● Task goal: Gather each line in the items below that contains the word "skin".

-- START Entries supplied --

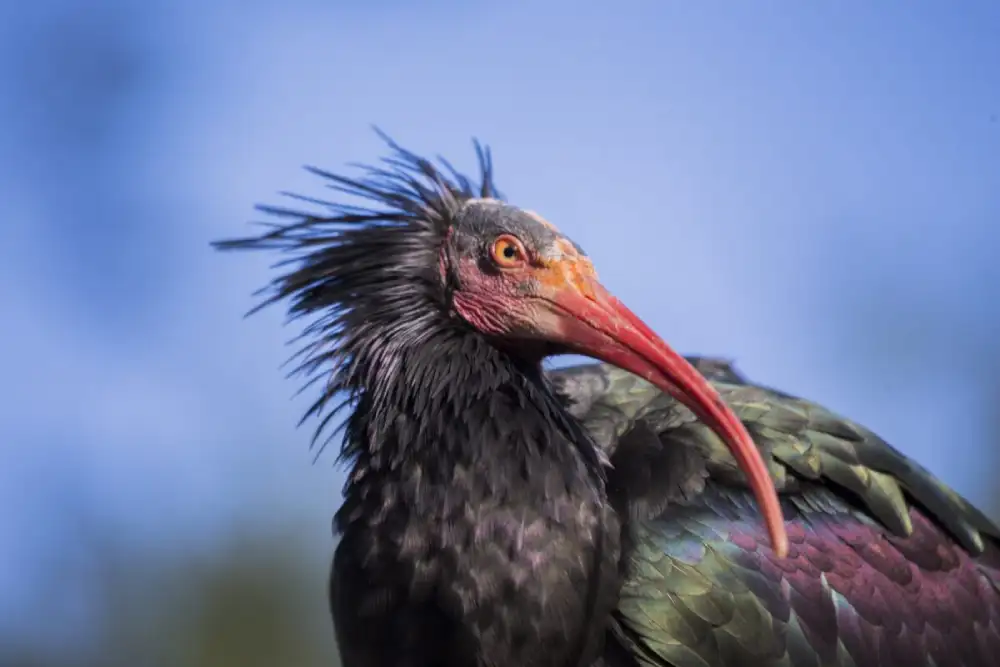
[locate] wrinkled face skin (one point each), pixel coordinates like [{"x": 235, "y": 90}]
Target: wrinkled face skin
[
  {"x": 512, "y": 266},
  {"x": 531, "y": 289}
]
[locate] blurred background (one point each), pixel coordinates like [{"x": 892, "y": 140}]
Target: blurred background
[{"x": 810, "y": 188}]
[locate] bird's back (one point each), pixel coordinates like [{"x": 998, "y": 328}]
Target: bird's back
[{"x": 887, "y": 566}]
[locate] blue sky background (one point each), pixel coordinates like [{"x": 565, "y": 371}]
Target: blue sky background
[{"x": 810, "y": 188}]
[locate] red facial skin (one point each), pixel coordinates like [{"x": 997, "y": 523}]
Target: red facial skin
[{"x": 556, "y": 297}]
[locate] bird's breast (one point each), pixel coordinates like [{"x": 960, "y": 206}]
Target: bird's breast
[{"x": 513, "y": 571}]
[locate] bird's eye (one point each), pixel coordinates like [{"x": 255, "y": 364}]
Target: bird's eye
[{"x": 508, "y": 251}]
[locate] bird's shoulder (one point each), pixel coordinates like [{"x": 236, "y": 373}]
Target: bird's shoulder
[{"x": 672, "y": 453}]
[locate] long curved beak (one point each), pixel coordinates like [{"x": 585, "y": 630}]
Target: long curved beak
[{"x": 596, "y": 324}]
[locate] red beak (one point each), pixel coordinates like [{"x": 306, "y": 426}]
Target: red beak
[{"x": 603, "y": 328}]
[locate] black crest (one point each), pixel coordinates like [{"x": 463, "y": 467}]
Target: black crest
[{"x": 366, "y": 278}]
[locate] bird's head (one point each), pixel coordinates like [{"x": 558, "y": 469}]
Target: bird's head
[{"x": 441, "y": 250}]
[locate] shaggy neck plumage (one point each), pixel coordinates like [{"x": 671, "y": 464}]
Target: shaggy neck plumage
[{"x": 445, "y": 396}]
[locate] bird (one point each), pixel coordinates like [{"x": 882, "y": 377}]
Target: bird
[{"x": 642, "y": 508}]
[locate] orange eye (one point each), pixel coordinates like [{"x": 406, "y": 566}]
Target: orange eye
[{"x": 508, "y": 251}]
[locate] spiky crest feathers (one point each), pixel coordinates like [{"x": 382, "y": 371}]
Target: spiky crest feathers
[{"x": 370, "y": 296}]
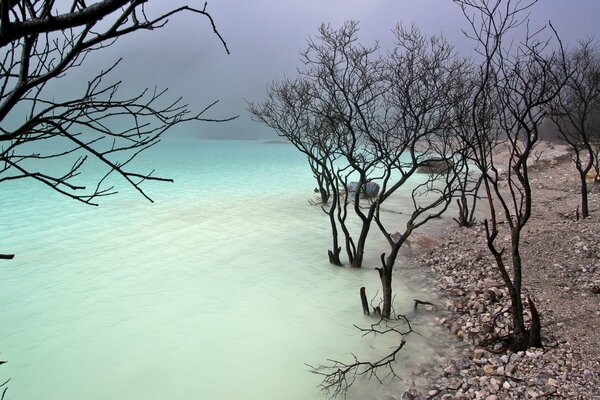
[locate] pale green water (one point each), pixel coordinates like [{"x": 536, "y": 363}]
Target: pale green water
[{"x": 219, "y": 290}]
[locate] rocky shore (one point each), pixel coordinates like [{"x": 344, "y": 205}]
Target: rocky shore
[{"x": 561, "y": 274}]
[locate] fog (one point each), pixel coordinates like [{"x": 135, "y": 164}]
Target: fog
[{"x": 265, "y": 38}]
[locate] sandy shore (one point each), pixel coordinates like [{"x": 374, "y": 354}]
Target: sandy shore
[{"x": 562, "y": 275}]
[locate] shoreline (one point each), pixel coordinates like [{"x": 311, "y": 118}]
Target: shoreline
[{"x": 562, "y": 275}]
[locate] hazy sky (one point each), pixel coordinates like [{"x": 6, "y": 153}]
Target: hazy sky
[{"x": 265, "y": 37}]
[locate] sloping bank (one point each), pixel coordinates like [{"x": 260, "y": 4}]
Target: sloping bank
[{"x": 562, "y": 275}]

-- END Entries supplied --
-- START Entries supplied --

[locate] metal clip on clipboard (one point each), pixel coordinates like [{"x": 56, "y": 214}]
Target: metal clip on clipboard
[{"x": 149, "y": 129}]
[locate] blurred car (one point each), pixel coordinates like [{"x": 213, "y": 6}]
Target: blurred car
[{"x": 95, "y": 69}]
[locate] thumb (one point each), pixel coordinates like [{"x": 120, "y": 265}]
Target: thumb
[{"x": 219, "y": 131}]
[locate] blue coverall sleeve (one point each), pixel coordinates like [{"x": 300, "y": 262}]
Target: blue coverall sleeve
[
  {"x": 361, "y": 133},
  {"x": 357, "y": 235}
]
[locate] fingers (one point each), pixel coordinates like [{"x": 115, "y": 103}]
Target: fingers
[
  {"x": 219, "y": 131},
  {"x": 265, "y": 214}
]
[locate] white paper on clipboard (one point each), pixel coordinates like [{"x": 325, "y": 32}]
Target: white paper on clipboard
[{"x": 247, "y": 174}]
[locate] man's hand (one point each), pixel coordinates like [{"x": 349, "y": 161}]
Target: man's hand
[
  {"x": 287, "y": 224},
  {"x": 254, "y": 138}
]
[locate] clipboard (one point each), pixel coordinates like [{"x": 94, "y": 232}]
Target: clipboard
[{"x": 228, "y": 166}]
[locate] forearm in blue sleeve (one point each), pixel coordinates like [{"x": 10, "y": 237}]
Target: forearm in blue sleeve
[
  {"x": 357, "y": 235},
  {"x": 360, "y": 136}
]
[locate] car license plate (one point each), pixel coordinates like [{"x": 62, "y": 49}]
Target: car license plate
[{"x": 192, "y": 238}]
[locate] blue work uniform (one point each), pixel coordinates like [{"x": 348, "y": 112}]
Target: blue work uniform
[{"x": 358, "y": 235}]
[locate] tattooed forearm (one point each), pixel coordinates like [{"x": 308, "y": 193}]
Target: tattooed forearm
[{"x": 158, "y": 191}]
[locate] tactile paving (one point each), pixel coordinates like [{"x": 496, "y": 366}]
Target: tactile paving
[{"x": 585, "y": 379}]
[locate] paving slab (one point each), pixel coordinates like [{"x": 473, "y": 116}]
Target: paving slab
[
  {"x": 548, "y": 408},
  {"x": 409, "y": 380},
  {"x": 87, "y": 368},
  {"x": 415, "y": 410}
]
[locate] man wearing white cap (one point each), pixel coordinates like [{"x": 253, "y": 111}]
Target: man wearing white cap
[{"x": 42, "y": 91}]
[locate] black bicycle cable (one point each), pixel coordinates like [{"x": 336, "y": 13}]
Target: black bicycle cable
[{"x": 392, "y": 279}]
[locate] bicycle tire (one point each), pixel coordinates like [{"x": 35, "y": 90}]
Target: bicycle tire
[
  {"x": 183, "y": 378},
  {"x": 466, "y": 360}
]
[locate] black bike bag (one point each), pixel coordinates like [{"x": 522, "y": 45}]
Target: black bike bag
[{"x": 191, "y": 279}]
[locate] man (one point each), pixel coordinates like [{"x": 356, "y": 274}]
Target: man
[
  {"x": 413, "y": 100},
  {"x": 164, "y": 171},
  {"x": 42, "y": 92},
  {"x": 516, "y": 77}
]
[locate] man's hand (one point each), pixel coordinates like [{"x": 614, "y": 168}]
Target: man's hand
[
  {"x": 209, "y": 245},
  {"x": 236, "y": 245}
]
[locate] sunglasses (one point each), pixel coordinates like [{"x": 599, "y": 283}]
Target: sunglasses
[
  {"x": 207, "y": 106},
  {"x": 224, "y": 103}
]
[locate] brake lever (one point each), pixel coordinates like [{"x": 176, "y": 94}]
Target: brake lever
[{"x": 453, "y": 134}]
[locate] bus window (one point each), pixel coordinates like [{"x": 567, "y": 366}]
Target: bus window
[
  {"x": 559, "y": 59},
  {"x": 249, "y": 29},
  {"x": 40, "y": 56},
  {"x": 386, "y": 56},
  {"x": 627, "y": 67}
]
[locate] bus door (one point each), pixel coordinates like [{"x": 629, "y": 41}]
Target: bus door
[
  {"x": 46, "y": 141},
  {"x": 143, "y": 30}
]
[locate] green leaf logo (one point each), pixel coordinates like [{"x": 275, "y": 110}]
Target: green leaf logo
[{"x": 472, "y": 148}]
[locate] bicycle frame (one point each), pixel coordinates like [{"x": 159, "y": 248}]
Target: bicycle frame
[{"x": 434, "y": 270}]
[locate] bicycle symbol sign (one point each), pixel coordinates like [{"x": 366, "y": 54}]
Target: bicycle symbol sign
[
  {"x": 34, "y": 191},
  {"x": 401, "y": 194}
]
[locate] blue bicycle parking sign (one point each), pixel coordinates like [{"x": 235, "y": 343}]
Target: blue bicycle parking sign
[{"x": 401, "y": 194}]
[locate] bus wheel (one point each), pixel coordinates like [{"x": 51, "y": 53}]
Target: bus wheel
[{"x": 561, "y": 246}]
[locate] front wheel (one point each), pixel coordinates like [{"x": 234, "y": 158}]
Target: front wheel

-- END Entries supplied --
-- START Entries supplied --

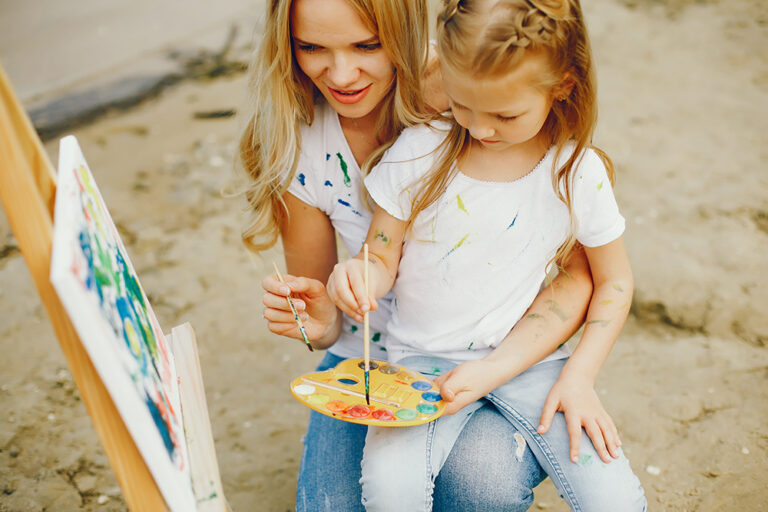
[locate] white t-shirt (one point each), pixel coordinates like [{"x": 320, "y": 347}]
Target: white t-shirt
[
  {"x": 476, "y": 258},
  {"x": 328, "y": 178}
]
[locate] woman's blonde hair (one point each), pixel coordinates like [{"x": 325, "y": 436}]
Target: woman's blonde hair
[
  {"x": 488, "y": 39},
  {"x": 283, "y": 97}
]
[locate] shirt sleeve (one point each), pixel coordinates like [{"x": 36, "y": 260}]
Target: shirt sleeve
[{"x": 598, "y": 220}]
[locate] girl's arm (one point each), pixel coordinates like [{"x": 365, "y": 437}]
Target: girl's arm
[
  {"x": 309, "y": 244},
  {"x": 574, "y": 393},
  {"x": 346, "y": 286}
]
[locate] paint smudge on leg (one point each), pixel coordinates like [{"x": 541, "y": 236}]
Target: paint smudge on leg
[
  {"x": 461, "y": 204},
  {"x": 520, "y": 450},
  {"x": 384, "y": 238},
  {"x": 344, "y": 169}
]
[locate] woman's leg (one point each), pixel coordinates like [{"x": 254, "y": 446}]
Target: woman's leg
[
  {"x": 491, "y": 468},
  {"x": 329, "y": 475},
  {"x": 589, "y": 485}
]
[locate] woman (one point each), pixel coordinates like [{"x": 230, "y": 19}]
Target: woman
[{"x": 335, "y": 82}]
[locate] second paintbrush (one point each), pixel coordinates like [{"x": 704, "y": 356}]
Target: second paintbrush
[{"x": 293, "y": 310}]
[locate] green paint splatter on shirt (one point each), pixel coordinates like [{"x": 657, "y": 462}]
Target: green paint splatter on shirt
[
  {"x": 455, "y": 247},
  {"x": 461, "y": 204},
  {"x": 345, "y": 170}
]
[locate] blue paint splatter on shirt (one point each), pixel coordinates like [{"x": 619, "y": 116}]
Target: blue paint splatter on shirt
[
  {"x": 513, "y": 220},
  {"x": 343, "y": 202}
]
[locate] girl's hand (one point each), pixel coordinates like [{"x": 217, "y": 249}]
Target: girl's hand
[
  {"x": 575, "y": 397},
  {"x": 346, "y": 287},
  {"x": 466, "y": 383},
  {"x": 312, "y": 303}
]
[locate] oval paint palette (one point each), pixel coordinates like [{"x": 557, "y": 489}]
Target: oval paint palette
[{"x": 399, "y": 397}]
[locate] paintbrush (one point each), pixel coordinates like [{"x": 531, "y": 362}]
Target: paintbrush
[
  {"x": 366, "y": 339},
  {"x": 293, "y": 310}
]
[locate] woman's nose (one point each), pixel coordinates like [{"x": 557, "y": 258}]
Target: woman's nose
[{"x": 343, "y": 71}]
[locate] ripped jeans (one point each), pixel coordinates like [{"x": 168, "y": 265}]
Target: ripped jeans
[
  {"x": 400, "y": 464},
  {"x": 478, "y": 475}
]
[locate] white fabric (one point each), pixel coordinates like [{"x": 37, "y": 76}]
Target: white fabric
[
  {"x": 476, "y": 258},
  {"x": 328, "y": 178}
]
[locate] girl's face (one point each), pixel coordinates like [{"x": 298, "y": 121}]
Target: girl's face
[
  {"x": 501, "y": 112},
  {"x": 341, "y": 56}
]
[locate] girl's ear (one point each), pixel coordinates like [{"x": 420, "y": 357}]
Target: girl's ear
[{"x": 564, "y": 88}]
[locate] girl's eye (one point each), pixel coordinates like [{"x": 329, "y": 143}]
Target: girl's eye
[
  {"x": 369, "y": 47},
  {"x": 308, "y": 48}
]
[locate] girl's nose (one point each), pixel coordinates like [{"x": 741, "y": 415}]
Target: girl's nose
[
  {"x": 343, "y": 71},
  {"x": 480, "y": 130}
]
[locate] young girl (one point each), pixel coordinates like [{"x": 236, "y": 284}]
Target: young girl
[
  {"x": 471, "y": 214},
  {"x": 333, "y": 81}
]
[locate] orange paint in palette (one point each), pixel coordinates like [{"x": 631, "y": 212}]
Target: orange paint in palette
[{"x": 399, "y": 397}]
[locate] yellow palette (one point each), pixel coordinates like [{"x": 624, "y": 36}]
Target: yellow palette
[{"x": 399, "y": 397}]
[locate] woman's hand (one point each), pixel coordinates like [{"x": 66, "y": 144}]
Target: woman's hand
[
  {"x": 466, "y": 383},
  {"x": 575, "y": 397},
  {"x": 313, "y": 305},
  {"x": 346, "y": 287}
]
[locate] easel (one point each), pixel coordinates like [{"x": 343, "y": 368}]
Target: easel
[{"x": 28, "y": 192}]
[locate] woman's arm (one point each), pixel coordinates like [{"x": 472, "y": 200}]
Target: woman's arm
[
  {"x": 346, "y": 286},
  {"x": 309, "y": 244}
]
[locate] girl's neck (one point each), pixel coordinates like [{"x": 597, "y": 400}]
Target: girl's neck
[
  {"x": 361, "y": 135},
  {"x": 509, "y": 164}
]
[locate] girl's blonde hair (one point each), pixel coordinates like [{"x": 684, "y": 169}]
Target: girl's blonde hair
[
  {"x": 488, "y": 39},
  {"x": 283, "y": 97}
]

-- END Entries supplied --

● Task response:
[locate] wrinkled face skin (one point each), pixel coordinates like [{"x": 235, "y": 90}]
Target: wrinkled face skin
[locate] red facial skin (one point each), pixel coordinates like [{"x": 997, "y": 523}]
Target: red facial skin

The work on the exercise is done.